-- Begin Material --

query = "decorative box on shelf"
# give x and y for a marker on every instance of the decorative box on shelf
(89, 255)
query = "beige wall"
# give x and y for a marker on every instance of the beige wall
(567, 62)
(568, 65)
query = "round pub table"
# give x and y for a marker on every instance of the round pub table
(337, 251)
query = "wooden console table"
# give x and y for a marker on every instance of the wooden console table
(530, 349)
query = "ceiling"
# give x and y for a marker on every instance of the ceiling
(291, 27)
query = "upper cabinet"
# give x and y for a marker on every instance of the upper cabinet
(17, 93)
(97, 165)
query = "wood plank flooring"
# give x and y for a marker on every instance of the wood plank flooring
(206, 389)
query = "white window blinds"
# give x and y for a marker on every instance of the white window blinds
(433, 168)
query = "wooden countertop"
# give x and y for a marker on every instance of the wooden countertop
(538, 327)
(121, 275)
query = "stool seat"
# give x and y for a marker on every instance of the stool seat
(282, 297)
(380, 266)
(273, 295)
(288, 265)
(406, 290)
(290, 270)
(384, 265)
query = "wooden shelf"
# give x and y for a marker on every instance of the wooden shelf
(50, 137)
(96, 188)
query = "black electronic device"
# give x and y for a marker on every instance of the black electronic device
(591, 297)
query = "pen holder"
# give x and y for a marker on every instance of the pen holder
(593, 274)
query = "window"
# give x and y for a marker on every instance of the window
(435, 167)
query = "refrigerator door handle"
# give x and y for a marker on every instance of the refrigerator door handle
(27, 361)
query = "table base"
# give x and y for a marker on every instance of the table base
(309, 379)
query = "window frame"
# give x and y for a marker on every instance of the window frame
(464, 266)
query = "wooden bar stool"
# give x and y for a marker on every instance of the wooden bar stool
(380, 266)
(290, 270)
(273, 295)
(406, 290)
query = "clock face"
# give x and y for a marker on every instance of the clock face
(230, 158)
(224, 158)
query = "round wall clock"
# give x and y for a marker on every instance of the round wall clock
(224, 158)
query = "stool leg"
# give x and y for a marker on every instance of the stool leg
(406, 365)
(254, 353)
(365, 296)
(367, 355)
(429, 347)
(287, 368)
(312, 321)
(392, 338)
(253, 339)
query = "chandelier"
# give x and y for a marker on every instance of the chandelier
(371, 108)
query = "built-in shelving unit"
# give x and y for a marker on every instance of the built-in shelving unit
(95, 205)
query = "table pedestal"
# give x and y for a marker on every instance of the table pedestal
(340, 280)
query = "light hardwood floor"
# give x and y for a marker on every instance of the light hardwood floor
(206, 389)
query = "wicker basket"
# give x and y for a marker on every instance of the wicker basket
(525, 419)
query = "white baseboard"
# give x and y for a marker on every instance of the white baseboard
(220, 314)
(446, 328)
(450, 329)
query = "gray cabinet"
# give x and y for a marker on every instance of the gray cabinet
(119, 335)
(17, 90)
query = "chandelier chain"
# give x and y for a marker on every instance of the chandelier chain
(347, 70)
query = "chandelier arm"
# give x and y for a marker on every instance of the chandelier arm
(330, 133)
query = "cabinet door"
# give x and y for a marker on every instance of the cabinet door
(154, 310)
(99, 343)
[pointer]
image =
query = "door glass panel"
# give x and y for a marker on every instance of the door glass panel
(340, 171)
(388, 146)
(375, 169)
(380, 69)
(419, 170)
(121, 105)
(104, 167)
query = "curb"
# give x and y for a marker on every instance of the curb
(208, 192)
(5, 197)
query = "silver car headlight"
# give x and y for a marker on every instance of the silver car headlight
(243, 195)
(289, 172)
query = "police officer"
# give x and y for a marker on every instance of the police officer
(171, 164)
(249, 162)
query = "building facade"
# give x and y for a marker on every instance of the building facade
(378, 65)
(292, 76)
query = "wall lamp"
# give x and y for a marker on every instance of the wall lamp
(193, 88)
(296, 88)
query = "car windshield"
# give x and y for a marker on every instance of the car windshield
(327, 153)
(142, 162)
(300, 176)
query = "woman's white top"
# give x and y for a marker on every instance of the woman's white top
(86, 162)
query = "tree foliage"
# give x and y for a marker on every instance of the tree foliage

-- End Material --

Each record must be repeated exactly as it is.

query = "decorative box on shelf"
# give x and y for a marker on every instance of the decorative box on shelf
(89, 255)
query = "beige wall"
# give x and y for a marker on every instance of the beige wall
(567, 62)
(568, 65)
query = "round pub table"
# give x and y for a marker on every instance of the round pub table
(337, 251)
query = "wooden console table"
# give x and y for a marker on every instance of the wooden console table
(530, 349)
query = "ceiling"
# give x and y for a marker on every instance of the ceiling
(291, 27)
query = "upper cabinet"
# give x and y for a marker on every instance of the upper cabinet
(17, 93)
(97, 165)
query = "wood plank flooring"
# give x and y for a marker on every instance of the wood plank flooring
(206, 389)
query = "white window blinds"
# give x and y for a marker on every instance of the white window blinds
(433, 168)
query = "wooden countertop"
# give x and y for a marker on every instance of the wooden countertop
(538, 327)
(121, 275)
query = "stool seat"
# give x and y for a marker on every instance of the stool seat
(282, 297)
(380, 266)
(273, 295)
(288, 265)
(406, 290)
(290, 270)
(384, 265)
query = "wooden shelf"
# give x and y for a marker on every instance of the wooden shelf
(50, 137)
(96, 188)
query = "black electronic device"
# give x and y for a marker on every instance of the black electronic device
(591, 297)
query = "pen holder"
# give x and y for a marker on every instance of the pen holder
(593, 274)
query = "window"
# give x and y for a marker on every instance of the window
(435, 167)
query = "refrigerator door handle"
# give x and y for a marker on every instance of the refrigerator door handle
(27, 361)
query = "table base"
# give x and y for a marker on every instance of the table base
(309, 379)
query = "window frame"
# give x and y for a marker on every instance of the window frame
(464, 266)
query = "wooden bar stool"
# give x and y for a marker on every instance of the wooden bar stool
(380, 266)
(290, 270)
(273, 295)
(406, 290)
query = "clock face"
# give x and y for a marker on every instance of the clock face
(230, 158)
(224, 158)
query = "round wall clock"
# give x and y for a marker on every instance of the round wall clock
(224, 158)
query = "stool leg"
# give x and y for a marker on every instance of the stool leg
(406, 365)
(254, 353)
(365, 296)
(367, 355)
(429, 347)
(287, 368)
(312, 321)
(392, 338)
(253, 339)
query = "chandelier"
# give x and y for a marker on every instance of the chandelier
(371, 108)
query = "built-in shelving unit"
# give x and y for a marker on every instance of the built-in shelving unit
(95, 205)
query = "table pedestal"
# give x and y for a marker on every instance of the table pedestal
(340, 280)
query = "light hardwood floor"
# give x and y for a marker on every instance of the light hardwood floor
(206, 389)
query = "wicker basket"
# give x and y for a marker on every instance of the wicker basket
(525, 419)
query = "white baseboard"
# give x and y for a marker on every instance of the white baseboard
(220, 314)
(446, 328)
(450, 329)
query = "gray cabinet"
# give x and y for a marker on every instance of the gray cabinet
(119, 335)
(17, 90)
query = "chandelier chain"
# give x and y for a marker on every instance of the chandelier chain
(347, 70)
query = "chandelier arm"
# give x and y for a marker on every instance of the chandelier arm
(330, 133)
query = "cabinet door"
# give x and y for a marker on every instance of the cabinet door
(154, 310)
(99, 343)
[pointer]
image =
query = "door glass panel"
# give x and y for a marker on every instance of the door glass panel
(340, 171)
(388, 146)
(375, 169)
(380, 69)
(419, 170)
(121, 105)
(104, 167)
query = "curb"
# give x and y for a marker on every instance of the curb
(208, 192)
(5, 197)
query = "silver car headlight"
# give x and y for a marker on every instance of the silver car headlight
(243, 195)
(289, 172)
query = "police officer"
# give x and y for a marker on every instance of the police officer
(171, 164)
(249, 162)
query = "building facade"
# give x and y for a marker on every instance of the building facade
(378, 65)
(292, 76)
query = "wall lamp"
# give x and y for a marker on every instance of the wall lamp
(193, 88)
(296, 88)
query = "car windshield"
# give x and y for a marker on every instance of the car windshield
(327, 153)
(142, 162)
(300, 176)
query = "woman's white top"
# give x and y for a marker on every instance of the woman's white top
(86, 162)
query = "tree foliage"
# give x and y for a marker on every instance of the tree foliage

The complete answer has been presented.